Material:

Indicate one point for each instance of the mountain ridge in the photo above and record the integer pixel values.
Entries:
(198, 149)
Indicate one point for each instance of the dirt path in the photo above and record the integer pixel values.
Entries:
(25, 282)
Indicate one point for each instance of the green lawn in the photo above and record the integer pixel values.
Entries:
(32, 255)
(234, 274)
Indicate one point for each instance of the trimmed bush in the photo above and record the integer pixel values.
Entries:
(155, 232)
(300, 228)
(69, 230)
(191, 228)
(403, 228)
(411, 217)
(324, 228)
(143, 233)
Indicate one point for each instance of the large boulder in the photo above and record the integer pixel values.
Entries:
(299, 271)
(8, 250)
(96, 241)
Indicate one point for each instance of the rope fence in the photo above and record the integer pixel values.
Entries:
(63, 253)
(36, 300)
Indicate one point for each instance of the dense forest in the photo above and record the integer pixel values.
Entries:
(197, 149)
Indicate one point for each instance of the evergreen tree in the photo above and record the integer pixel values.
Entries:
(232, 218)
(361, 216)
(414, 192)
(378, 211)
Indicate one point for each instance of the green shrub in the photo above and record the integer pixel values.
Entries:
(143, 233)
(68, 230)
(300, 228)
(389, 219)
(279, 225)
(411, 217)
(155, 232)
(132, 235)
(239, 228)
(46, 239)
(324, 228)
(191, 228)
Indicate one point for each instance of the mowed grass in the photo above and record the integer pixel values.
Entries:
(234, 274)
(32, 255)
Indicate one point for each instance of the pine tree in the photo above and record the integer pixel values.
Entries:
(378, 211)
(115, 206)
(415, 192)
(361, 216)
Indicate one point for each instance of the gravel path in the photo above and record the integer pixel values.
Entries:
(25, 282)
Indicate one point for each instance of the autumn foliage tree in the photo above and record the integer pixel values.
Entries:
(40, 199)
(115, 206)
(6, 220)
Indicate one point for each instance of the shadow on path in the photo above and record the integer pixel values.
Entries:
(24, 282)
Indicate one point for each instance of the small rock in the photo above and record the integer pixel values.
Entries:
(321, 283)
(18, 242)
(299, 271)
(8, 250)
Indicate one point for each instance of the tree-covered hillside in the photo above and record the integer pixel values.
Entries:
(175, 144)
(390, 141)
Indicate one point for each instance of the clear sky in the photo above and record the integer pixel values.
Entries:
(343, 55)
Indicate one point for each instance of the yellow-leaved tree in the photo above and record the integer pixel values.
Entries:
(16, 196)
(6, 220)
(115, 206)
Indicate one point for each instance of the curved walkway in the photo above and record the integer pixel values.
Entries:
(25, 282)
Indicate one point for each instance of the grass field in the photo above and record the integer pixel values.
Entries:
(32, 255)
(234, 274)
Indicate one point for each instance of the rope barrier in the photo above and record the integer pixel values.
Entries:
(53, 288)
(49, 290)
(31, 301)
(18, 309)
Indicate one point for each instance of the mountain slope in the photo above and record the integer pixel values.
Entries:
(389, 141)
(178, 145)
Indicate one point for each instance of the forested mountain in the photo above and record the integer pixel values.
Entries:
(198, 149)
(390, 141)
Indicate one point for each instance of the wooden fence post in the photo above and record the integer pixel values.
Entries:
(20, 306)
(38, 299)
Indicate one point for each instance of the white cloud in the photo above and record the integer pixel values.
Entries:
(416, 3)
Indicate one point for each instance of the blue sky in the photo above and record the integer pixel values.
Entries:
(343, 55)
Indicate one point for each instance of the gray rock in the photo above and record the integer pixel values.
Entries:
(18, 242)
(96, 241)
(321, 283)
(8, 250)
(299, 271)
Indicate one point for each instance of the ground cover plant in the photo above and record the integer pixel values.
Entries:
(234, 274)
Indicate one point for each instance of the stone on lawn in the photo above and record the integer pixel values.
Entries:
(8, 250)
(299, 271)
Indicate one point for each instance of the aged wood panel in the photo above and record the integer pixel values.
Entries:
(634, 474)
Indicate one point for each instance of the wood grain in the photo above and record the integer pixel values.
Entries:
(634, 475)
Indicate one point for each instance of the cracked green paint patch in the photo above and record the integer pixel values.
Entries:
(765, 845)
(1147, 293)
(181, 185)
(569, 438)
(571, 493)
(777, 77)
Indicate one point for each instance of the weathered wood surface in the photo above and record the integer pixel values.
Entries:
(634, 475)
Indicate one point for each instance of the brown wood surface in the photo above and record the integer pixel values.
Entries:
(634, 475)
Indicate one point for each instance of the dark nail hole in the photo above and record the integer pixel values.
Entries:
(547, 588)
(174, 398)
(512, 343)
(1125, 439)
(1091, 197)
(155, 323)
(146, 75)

Task to complete:
Can you echo, word for word, the records starting at the line containing "Indicate one point for each instance of the wood grain" and ending at the final line of the records?

In response:
Indicate one point for each instance of the wood grain in the photo above and record the integer pixel values.
Entries:
(634, 475)
Indicate one point for each instance of the cracked green paint patch in the photo above and record the integer pixel values.
Entries:
(765, 845)
(1147, 293)
(181, 185)
(569, 438)
(571, 493)
(777, 77)
Indicate one point for each instance of the weathered wood surface in the photo above and record the integer pixel values.
Entries:
(634, 475)
Indicate one point for each instance of the brown wood surface in the photo above and record the integer pixel values.
Entries:
(634, 475)
Indicate one point for each instance of the dark nail hole in the photo above and record the integer pixel values.
Entries:
(547, 588)
(174, 398)
(512, 343)
(1125, 439)
(1091, 197)
(155, 323)
(146, 75)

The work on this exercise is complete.